Facts and values (statistical version)

The trouble with reading two books simultaneously is that it slows down the finishing. But I have now finished a terrific novel, You Don’t Have to Live Like This by Benjamin Markovits – a sort of state of the United States novel except it seems like another age in this grotesque situation of Donald Trump apparently going to become President. And also The Cost of Living in America: A Political History of Economic Statistics, 1880-2000 by Thomas Stapleford.

The title might mark it out as a bit of a niche read – yes, ok – but it is truly a very interesting book. The key underlying message is that all statistics are political, and none more so than a price index. The account is one of the recurring, and recurringly failing, attempts to turn conflicts over the allocation of resources into a technical matter to be resolved by experts. The systematic state collection of statistics is part of the 19th-20th century process of the rationalization of governance as well as being itself “a form of rationalized knowledge making”. Theodore Porter’s well-known Trust in Numbers: The pursuit of Objectivity in Science and Public Life has documented the political appeal of developing and using impersonal, quantitative measures and rules. In my experience, statisticians themselves are far more aware than politicians (or indeed economists) of the highly judgmental nature of their work.

Items from a data source:

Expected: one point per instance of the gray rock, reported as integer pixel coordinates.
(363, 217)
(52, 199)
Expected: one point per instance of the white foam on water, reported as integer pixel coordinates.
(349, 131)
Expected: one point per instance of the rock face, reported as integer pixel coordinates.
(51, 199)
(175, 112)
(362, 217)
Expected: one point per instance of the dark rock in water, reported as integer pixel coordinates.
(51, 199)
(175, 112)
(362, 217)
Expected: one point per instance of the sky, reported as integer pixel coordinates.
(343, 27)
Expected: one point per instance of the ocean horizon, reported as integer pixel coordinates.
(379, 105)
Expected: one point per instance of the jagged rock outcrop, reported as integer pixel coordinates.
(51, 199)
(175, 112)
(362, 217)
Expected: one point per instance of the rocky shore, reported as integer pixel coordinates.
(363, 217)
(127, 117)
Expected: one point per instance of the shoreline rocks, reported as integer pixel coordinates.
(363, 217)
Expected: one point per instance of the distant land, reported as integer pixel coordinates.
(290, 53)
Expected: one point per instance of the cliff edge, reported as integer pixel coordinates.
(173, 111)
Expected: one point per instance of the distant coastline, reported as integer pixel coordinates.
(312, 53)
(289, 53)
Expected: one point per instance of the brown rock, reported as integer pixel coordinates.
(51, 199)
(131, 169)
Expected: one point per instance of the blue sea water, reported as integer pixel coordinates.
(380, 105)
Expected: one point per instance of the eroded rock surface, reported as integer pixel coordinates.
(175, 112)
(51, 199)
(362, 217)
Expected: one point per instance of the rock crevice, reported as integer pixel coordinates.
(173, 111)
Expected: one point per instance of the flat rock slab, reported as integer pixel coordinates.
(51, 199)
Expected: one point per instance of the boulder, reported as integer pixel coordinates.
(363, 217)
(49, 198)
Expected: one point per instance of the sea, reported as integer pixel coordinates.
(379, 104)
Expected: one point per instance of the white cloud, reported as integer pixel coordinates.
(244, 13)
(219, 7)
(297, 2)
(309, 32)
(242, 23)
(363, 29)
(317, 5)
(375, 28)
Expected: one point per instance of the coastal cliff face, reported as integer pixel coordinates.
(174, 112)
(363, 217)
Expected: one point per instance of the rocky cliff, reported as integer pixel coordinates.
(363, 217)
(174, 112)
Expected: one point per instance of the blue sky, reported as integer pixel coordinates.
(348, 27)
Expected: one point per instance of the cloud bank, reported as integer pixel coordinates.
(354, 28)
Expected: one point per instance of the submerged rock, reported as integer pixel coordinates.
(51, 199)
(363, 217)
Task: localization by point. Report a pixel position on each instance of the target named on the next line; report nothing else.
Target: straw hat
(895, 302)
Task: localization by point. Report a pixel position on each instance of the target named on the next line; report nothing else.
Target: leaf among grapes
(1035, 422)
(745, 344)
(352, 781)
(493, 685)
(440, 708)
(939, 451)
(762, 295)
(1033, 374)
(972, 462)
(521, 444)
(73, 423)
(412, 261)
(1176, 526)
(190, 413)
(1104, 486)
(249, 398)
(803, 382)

TASKS TO COMPLETE
[a] Say whether each statement agrees with the blog post, answering yes or no and quoting the words that decide it: (i) the post calls a price index the most political of statistics; (ii) the post says economists are more aware than statisticians of how judgmental statistical work is; (iii) the post names Theodore Porter as the author of Trust in Numbers.
[b] From the blog post, extract the stretch from "Facts and values" through "by Thomas Stapleford.".
Rely on the blog post alone.

THE RESULTS
[a]
(i) Yes: "The key underlying message is that all statistics are political, and none more so than a price index."
(ii) No: "statisticians themselves are far more aware than politicians (or indeed economists) of the highly judgmental nature of their work."
(iii) Yes: "Theodore Porter’s well-known Trust in Numbers: The pursuit of Objectivity in Science and Public Life"

[b]
Facts and values (statistical version)

The trouble with reading two books simultaneously is that it slows down the finishing. But I have now finished a terrific novel, You Don’t Have to Live Like This by Benjamin Markovits – a sort of state of the United States novel except it seems like another age in this grotesque situation of Donald Trump apparently going to become President. And also The Cost of Living in America: A Political History of Economic Statistics, 1880-2000 by Thomas Stapleford.